### Text under study ###
Understanding the Differences Between Alexa, API.ai, WIT.ai, and LUIS/Cortana
I have been teaching myself about AI application development to understand the security vulnerabilities present in these types of applications. It has been an interesting journey through Alexa Skills Development, API.ai, Wit.ai, and Microsoft LUIS (Language Understanding Intelligent Service)/Cortana. This first article is a general overview of developing applications utilizing these platforms. My next blog on AI Assistants will go through the security issues that I discovered with each platform. You cannot understand the weaknesses that are in application code until you start developing with it.
### Dataset entries ###
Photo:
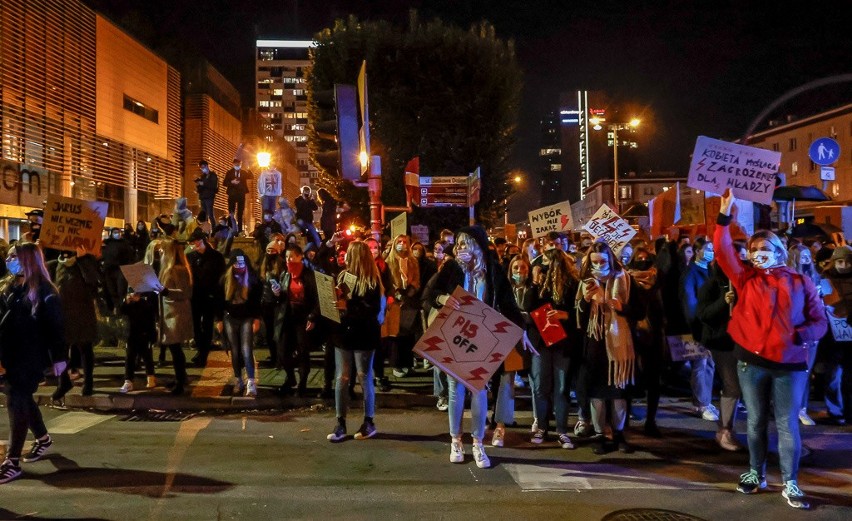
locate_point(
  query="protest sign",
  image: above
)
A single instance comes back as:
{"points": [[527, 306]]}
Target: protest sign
{"points": [[748, 171], [607, 225], [140, 277], [470, 343], [840, 329], [399, 225], [553, 218], [327, 294], [684, 347], [70, 223]]}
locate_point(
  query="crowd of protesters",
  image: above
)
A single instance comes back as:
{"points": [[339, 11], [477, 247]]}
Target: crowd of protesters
{"points": [[757, 306]]}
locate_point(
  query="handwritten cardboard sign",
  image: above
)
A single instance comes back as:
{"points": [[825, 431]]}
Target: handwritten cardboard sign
{"points": [[471, 343], [607, 225], [69, 223], [684, 347], [327, 295], [399, 225], [553, 218], [748, 171], [840, 329]]}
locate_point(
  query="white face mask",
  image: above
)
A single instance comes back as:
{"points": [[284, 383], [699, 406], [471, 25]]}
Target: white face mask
{"points": [[763, 259]]}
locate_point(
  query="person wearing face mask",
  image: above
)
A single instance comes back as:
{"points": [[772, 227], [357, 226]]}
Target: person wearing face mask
{"points": [[207, 186], [240, 319], [236, 185], [702, 369], [77, 278], [837, 389], [32, 341], [648, 338], [296, 319], [402, 322], [207, 266], [604, 313], [778, 311], [476, 272]]}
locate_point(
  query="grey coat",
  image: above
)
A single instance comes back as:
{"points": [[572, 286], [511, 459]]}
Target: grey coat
{"points": [[176, 307]]}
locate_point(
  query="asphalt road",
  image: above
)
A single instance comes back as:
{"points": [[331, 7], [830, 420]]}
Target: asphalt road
{"points": [[278, 465]]}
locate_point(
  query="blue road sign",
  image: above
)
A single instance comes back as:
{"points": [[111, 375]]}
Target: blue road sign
{"points": [[824, 151]]}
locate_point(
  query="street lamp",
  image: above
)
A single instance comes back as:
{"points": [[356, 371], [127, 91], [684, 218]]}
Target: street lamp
{"points": [[615, 127]]}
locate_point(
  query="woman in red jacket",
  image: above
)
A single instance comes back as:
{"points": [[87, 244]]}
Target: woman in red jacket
{"points": [[778, 312]]}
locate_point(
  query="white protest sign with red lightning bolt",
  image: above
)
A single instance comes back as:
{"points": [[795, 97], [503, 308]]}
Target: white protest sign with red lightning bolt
{"points": [[469, 344]]}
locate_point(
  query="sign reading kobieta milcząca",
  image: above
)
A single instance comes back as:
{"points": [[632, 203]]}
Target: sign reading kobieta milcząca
{"points": [[553, 218], [71, 223], [748, 171]]}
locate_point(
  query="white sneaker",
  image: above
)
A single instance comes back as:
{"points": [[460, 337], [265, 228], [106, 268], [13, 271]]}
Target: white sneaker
{"points": [[725, 438], [805, 419], [480, 457], [456, 452], [497, 439]]}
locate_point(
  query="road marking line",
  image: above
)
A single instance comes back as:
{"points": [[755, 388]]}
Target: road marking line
{"points": [[74, 422]]}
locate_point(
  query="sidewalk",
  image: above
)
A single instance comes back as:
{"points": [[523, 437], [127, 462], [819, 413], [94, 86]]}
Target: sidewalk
{"points": [[210, 387]]}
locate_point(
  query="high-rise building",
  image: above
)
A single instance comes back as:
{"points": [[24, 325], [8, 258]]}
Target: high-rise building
{"points": [[86, 111], [550, 160], [281, 66]]}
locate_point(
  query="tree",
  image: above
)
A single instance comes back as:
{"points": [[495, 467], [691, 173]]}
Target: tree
{"points": [[436, 91]]}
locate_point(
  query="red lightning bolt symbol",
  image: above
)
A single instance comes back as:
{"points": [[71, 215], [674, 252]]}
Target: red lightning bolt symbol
{"points": [[477, 373], [432, 344], [501, 327]]}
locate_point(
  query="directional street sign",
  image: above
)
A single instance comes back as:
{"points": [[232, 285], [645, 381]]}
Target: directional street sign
{"points": [[824, 151]]}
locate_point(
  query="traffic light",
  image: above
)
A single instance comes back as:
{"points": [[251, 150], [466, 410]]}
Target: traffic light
{"points": [[338, 146]]}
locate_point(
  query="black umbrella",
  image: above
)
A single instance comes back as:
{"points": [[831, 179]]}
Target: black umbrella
{"points": [[799, 193]]}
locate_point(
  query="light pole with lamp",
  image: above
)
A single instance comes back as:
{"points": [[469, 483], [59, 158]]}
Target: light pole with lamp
{"points": [[615, 127]]}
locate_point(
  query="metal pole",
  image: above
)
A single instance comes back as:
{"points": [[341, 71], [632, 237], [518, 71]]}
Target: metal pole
{"points": [[615, 168]]}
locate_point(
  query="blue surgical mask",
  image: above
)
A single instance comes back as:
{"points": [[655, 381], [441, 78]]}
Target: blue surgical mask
{"points": [[14, 266]]}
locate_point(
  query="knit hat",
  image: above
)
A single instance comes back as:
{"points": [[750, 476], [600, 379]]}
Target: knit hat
{"points": [[477, 233], [841, 252]]}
###
§ **Complete the following**:
- A) In the article on AI platforms, what does the stretch from "Understanding the Differences" through "developing with it." read like when you substitute "exploration" for "journey"?
- B) Can you condense the paragraph in the article on AI platforms that begins "I have been teaching myself" into a shorter version that keeps its main facts?

§ **Solutions to the problems**:
- A)
Understanding the Differences Between Alexa, API.ai, WIT.ai, and LUIS/Cortana
I have been teaching myself about AI application development to understand the security vulnerabilities present in these types of applications. It has been an interesting exploration through Alexa Skills Development, API.ai, Wit.ai, and Microsoft LUIS (Language Understanding Intelligent Service)/Cortana. This first article is a general overview of developing applications utilizing these platforms. My next blog on AI Assistants will go through the security issues that I discovered with each platform. You cannot understand the weaknesses that are in application code until you start developing with it.

- B) The writer has been learning AI application development through Alexa Skills Development, API.ai, Wit.ai, and Microsoft LUIS (Language Understanding Intelligent Service)/Cortana in order to understand the security vulnerabilities in such applications. This first article gives a general overview of developing with these platforms. The next blog will cover the security issues found in each one, since code weaknesses can't be understood without developing with it.